Provided entries
***
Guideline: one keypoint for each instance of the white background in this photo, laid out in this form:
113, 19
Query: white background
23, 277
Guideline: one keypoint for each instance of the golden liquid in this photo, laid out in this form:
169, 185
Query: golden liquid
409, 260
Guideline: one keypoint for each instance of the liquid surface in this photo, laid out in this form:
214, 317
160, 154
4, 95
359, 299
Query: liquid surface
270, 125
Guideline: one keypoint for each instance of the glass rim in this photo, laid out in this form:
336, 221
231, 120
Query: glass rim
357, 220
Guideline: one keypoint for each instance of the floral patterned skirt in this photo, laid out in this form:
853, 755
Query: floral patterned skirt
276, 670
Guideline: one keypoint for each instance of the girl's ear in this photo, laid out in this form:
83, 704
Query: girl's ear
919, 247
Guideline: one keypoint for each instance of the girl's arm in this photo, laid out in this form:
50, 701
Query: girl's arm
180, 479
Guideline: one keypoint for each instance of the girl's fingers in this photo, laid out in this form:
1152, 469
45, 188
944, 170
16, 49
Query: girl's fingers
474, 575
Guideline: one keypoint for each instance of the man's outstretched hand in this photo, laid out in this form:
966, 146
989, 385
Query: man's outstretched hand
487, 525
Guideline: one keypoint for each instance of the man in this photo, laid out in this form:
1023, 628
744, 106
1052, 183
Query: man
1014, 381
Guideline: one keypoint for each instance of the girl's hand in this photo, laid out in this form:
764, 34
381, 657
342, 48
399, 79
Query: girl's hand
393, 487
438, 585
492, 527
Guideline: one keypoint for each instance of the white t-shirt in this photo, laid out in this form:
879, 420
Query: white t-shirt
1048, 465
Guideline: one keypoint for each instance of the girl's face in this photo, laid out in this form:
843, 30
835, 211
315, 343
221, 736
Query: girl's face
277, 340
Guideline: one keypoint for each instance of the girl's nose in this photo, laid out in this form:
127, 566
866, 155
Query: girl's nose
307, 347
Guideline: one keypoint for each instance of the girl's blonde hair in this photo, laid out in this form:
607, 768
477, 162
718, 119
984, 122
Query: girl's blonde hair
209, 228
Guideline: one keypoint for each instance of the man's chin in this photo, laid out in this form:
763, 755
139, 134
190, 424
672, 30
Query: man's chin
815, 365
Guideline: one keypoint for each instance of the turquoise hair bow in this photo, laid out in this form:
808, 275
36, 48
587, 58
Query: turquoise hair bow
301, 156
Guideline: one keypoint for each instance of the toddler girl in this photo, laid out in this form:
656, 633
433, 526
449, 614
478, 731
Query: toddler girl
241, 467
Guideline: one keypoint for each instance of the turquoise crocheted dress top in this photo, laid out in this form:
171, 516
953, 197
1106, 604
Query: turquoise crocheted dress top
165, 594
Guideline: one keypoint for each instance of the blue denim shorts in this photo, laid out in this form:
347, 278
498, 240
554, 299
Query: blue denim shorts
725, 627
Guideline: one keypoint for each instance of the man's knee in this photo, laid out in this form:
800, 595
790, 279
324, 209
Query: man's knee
***
The request
Reproduce the listing in full. Keep it exactly as written.

Solution to the problem
Guideline: one keypoint for each instance of the white background in this photo, laid out in this form:
113, 19
Query: white background
23, 277
Guideline: one keypoint for each instance of the golden liquid in this photo, laid out in this form:
169, 185
Query: golden liquid
409, 260
Guideline: one keypoint for each instance of the liquid surface in this photo, laid out in this form:
214, 317
160, 154
4, 95
359, 299
Query: liquid surface
270, 125
Guideline: one keypoint for each instance of the glass rim in this photo, laid out in this form:
336, 221
231, 120
Query: glass rim
357, 220
Guideline: one keypoint for each instance of the floral patterned skirt in this photo, laid out in this form:
853, 755
Query: floral patterned skirt
276, 670
Guideline: one keypoint for each instance of the girl's ear in this photo, laid out in this form:
83, 704
Query: girl's ear
919, 247
Guideline: one keypoint for each instance of the girl's arm in this photo, laid out in this form:
50, 701
Query: girl's arm
180, 479
Guideline: one keypoint for each instance of the girl's fingers in this photo, laid out in this form:
1152, 469
45, 188
944, 170
16, 49
Query: girl's fingers
474, 575
Guideline: one keypoint for each instance of the man's outstretched hand in this photo, laid out in this form:
966, 146
989, 385
Query: man's outstretched hand
487, 525
Guideline: one keypoint for each instance of the man in this photo, laid out in this form:
1023, 628
744, 106
1052, 183
Query: man
1014, 381
Guideline: one keypoint for each instance of the girl's hand in this photo, laid out in this form:
764, 34
381, 657
342, 48
399, 79
Query: girl's hand
393, 487
438, 585
492, 527
Guideline: one keypoint for each instance of the white t-shirt in this photo, laid out in this form:
879, 420
Query: white t-shirt
1048, 465
Guideline: one keypoint for each instance of the girl's face in this photo, laid out in this form:
843, 30
835, 211
315, 343
221, 736
Query: girl's face
277, 340
Guideline: one keypoint for each instance of the girl's nose in this photo, laid out in this form:
127, 566
866, 155
Query: girl's nose
307, 347
Guideline: one keypoint for each instance of the girl's blonde hair in this photo, laid out in this form:
607, 768
477, 162
718, 119
984, 122
Query: girl's blonde hair
209, 228
Guideline: one keypoint for each instance of the man's chin in this photo, laid out in this form:
763, 755
139, 134
190, 424
672, 30
Query: man's chin
815, 365
Guideline: one keypoint for each instance of the turquoise hair bow in this photo, laid out in this form:
808, 275
36, 48
587, 58
Query: turquoise hair bow
301, 156
Guideline: one keypoint for each instance of the toddler girl in this photo, laid out in this form:
656, 633
433, 526
449, 614
478, 731
Query: toddler girl
241, 467
Guideline: one keypoint for each instance of the turquoise crocheted dress top in this photo, laid out in this form:
171, 516
953, 197
1106, 604
Query: turquoise crocheted dress top
165, 594
Guideline: one keypoint for each instance of the blue denim shorts in this photo, laid out in this form:
347, 278
498, 240
554, 299
Query: blue denim shorts
725, 627
Guideline: one keypoint for each instance of the man's knee in this photo, laid out in this form:
800, 595
790, 279
324, 209
Query: man's knee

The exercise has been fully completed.